Aim:
Can you express every line of the material below as a JSON list of strings, one string per line, with blank lines and the pictures left out?

[Records from a point-labeling set]
BEGIN
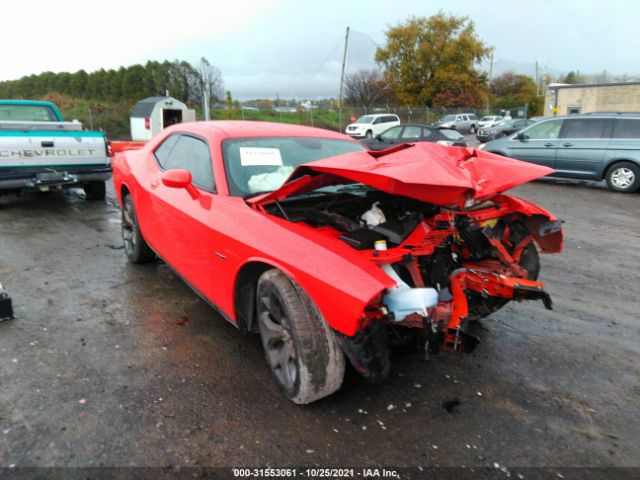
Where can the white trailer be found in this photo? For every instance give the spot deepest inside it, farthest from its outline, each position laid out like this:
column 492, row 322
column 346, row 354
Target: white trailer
column 152, row 114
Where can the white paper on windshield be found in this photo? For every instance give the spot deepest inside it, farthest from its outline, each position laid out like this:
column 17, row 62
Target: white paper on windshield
column 265, row 182
column 258, row 156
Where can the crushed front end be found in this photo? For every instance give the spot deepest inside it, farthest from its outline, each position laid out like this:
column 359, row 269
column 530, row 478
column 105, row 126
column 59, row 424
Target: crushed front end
column 453, row 268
END
Task output:
[
  "Where can the white trailer be found in this photo? For every instance give the spot deepest inside it, farthest from its outline, each position laid out like this:",
  "column 492, row 322",
  "column 346, row 354",
  "Target: white trailer",
  "column 152, row 114",
  "Where can the white paper on windshield be found in this photo? For every instance give the spot deepest inside it, farthest from its outline, each position laid out like this:",
  "column 17, row 62",
  "Target: white paper on windshield",
  "column 265, row 182",
  "column 258, row 156",
  "Where can the crushed front end be found in this photo? For every instance give the spot deepest inside it, farthest from its outline, each position laid out like this:",
  "column 359, row 269",
  "column 530, row 478",
  "column 105, row 126",
  "column 59, row 424",
  "Target: crushed front end",
  "column 453, row 268"
]